TO BE DONE ->
[a] From the API design notes, extract the stretch from "What the interviewer" through "the existing resource.", copying it verbatim.
[b] Translate into French the following sentence from the API design notes: "Use Redis with atomic increment operations."

DOCUMENT SEGMENT ->

+ + + +

Distributed rate limiting: in a multi-server deployment, rate limits must be shared across instances. Use Redis with atomic increment operations. The INCR command with EXPIRE provides a simple fixed-window counter. For token bucket, store the bucket state (token count and last refill timestamp) in Redis. Use Lua scripts for atomic check-and-decrement to prevent race conditions.

Graceful degradation: instead of hard rejection at the limit, consider a degraded response mode. Allow requests slightly over the limit to proceed but with reduced functionality (cached results instead of fresh queries, lower quality responses). This improves user experience during brief spikes.

Consider tiered limits based on pricing plans (relevant for commercial APIs). Free tier: 100 req/hour. Professional: 10,000 req/hour. Enterprise: custom limits. This connects to pricing strategy for API products.

For truly fair rate limiting in a multi-tenant system, use weighted fair queuing: allocate capacity proportional to each consumer's tier, ensuring that one heavy user cannot starve others.

Follow-up questions:

How do you handle rate limiting for webhook deliveries where you are the client?
How do you implement dynamic rate limiting that adjusts based on system load?
How do you design rate limits for APIs with both synchronous and async operations?

10. How do you handle partial updates in a REST API?

What the interviewer is really asking: Do you understand the nuances of PATCH versus PUT, the different patch formats, and the challenges of partial updates in complex domains?

Answer framework:

PUT replaces the entire resource. The client sends a complete representation, and the server replaces whatever is stored. PUT is idempotent by definition. PATCH applies a partial modification. The client sends only the changes, and the server applies them to the existing resource.

The challenge with PATCH is defining what "the changes" means. Two standard formats exist.

JSON Merge Patch (RFC 7396): send a JSON object with only the fields to change. {name: "New Name", email: "new@example.com"} updates name and email, leaving other fields unchanged. To remove a field, set it to null: {middle_name: null}. Limitation: you cannot distinguish between "set to null" and "do not change" for nullable fields. This format works well for simple flat objects.

+ + + +

DATASET EXCERPTS ->

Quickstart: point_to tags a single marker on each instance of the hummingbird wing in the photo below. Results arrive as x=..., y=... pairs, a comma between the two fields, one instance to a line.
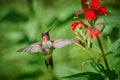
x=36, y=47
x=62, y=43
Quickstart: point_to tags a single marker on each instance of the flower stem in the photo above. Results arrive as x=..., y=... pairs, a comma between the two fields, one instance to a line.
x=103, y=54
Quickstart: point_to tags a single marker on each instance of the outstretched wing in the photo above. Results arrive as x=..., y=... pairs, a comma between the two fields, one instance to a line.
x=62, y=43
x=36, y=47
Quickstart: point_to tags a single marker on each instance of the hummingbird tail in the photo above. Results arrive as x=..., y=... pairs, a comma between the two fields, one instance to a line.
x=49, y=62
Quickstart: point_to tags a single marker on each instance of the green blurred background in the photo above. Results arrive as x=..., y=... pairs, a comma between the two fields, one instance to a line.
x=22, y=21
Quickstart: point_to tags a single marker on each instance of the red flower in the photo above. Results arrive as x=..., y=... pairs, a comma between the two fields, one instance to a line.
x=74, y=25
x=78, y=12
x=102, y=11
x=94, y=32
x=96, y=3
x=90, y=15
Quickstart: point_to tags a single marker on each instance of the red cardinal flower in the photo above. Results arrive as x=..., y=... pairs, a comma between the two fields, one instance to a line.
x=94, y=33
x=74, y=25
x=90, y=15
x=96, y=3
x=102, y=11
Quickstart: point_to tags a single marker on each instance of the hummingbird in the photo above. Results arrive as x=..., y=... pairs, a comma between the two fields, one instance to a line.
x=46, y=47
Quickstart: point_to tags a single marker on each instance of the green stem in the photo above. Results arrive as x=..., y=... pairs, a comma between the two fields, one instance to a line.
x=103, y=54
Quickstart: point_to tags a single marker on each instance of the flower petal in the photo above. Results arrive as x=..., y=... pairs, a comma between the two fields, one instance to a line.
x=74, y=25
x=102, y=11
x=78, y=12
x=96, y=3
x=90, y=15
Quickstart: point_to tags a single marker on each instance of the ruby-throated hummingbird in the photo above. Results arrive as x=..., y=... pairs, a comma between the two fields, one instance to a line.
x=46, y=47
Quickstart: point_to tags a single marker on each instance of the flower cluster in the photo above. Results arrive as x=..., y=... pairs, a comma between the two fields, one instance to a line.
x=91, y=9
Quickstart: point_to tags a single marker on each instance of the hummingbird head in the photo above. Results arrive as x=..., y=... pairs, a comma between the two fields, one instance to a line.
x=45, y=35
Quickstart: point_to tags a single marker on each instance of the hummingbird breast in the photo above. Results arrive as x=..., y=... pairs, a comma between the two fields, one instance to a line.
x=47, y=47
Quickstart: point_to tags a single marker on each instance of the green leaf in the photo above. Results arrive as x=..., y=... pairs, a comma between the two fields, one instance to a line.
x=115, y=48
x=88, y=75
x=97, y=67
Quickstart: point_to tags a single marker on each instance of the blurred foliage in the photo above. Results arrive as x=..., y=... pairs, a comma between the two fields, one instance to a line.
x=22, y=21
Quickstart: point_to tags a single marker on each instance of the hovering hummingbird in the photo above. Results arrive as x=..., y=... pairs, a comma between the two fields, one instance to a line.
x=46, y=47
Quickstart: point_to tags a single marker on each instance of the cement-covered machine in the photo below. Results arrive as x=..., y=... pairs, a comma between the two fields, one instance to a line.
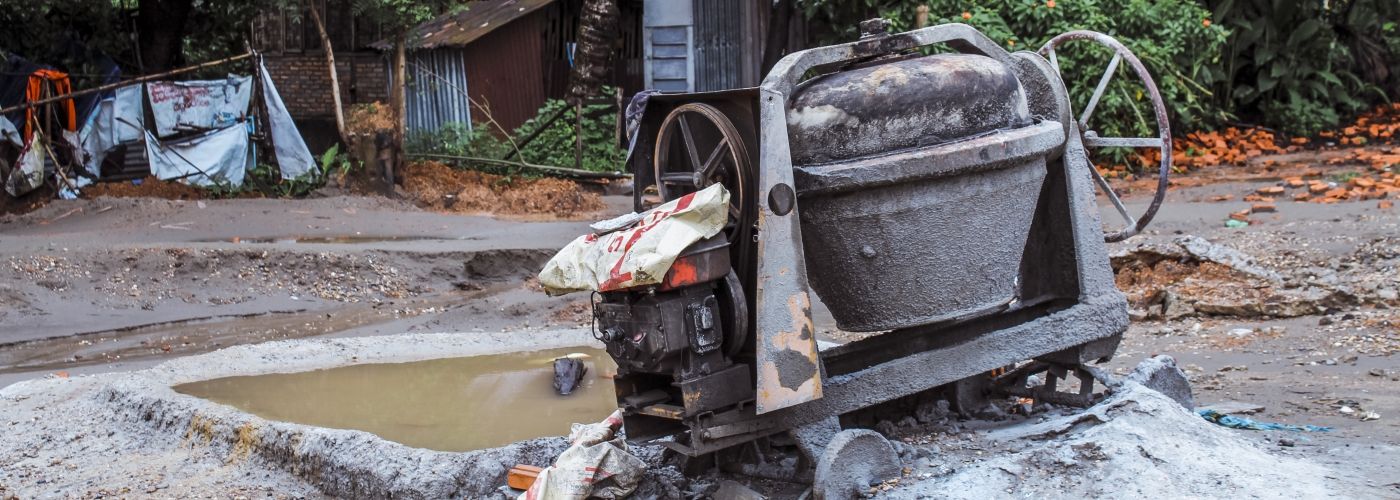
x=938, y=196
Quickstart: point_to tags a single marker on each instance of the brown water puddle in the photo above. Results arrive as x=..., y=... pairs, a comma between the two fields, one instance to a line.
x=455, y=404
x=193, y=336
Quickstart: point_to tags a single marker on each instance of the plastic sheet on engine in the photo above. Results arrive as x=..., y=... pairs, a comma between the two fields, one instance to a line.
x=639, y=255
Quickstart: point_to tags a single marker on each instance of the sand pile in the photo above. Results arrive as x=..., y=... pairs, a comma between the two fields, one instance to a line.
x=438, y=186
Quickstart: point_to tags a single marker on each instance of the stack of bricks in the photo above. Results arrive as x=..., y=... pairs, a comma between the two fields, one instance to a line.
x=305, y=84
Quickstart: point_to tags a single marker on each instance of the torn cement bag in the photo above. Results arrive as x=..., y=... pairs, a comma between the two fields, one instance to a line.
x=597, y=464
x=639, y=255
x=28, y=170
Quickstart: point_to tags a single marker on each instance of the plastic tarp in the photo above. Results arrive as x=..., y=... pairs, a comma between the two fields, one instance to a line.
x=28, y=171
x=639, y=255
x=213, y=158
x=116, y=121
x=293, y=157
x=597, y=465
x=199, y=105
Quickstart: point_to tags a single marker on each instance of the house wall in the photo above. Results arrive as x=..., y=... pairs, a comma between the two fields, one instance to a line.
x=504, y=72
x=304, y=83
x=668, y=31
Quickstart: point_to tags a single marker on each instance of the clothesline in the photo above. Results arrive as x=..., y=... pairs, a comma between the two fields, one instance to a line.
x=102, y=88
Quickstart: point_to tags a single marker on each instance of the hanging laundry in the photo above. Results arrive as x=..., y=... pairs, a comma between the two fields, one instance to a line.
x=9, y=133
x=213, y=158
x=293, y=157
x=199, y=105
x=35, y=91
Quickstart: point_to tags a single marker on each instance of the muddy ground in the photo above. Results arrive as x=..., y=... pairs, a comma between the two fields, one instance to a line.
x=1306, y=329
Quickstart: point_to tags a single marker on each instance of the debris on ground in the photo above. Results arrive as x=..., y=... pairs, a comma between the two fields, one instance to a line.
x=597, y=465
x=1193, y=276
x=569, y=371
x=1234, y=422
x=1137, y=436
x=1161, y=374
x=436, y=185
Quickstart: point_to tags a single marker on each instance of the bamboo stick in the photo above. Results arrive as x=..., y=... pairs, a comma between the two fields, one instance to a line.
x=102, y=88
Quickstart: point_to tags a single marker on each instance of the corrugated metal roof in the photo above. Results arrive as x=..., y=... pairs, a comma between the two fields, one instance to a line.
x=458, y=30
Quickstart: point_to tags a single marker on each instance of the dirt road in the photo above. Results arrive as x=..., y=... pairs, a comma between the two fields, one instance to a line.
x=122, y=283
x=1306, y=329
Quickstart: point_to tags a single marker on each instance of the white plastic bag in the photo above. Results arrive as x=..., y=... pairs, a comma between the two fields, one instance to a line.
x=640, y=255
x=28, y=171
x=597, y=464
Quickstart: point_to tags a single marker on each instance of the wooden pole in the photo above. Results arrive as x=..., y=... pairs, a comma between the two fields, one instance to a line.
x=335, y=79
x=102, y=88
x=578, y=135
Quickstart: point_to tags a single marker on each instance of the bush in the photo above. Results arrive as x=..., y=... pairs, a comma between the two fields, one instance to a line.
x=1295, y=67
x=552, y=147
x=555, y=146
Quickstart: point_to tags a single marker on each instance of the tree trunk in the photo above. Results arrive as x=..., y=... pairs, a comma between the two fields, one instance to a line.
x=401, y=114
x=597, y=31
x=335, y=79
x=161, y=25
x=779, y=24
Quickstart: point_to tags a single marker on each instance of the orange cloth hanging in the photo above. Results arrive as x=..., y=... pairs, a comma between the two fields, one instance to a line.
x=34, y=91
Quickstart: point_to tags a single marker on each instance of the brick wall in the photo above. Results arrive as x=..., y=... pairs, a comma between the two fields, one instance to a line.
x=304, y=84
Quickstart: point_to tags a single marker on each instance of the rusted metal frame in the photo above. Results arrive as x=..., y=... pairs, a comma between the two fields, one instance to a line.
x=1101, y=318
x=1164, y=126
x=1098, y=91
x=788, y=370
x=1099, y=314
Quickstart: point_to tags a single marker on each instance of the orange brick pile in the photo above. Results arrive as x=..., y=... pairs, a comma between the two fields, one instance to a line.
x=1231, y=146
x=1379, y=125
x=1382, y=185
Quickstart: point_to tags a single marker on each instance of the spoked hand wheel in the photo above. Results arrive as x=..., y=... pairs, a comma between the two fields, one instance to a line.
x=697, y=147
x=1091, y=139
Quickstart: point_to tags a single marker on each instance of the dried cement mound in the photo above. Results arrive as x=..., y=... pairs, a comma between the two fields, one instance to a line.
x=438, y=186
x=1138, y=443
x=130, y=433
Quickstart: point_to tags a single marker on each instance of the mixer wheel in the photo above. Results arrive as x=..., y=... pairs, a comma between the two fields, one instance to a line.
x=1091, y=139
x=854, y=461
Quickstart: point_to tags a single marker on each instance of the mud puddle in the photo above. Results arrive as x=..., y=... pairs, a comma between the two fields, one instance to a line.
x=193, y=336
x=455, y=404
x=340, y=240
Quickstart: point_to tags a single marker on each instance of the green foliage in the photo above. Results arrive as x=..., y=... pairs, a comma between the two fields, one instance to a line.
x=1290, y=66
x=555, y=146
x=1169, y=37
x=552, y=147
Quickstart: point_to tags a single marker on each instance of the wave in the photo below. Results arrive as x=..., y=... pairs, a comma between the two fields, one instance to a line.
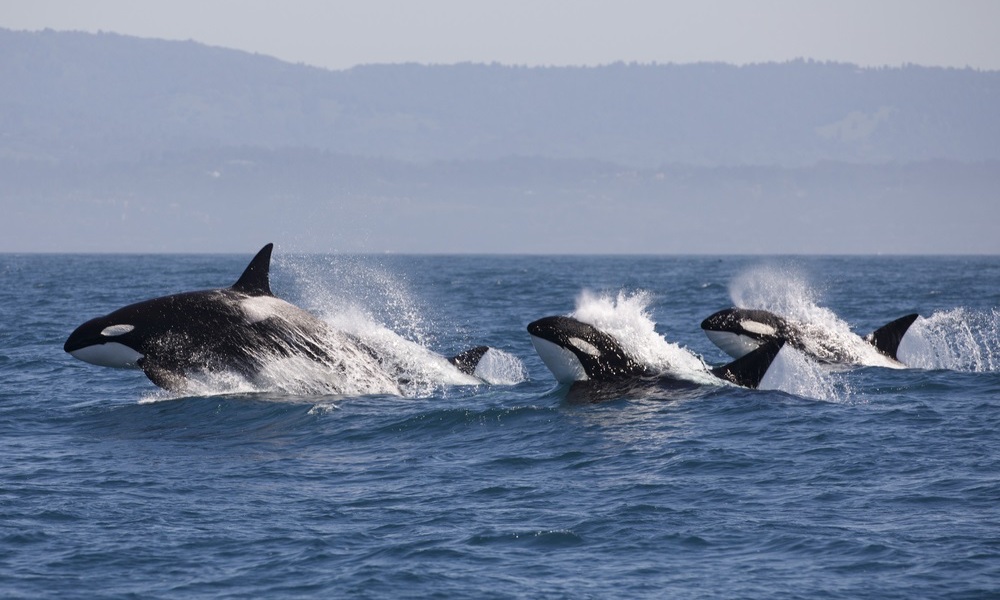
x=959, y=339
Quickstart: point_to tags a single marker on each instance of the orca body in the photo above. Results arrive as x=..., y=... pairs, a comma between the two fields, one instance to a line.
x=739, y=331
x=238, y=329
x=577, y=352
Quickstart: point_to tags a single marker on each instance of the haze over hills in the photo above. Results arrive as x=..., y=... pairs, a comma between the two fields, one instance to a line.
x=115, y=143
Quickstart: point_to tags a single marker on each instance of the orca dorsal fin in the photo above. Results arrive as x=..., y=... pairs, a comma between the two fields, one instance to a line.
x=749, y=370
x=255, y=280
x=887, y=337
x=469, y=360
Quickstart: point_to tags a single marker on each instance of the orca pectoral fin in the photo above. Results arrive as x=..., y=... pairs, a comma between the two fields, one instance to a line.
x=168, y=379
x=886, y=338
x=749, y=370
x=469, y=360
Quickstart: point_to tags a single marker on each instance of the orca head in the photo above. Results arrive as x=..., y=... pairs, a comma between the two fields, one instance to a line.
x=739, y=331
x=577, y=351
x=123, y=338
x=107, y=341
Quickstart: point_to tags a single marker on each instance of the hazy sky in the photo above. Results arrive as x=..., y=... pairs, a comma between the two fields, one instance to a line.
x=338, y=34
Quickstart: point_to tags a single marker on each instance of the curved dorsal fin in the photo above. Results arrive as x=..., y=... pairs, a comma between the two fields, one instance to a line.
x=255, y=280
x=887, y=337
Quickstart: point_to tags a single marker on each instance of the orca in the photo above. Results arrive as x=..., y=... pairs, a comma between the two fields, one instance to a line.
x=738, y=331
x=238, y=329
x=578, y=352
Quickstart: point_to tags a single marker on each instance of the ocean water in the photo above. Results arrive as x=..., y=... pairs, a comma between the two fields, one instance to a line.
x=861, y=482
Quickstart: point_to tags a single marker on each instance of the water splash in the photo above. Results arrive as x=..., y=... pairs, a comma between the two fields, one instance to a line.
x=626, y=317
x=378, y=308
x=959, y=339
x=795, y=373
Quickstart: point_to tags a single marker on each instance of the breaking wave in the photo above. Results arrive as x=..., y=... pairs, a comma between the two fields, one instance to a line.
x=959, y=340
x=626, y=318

+ + + +

PER-TASK OUTPUTS ->
[a]
What the interviewer is really asking: Do you understand the nuances of PATCH versus PUT, the different patch formats, and the challenges of partial updates in complex domains?

Answer framework:

PUT replaces the entire resource. The client sends a complete representation, and the server replaces whatever is stored. PUT is idempotent by definition. PATCH applies a partial modification. The client sends only the changes, and the server applies them to the existing resource.

[b] Utilisez Redis avec des opérations d'incrémentation atomiques.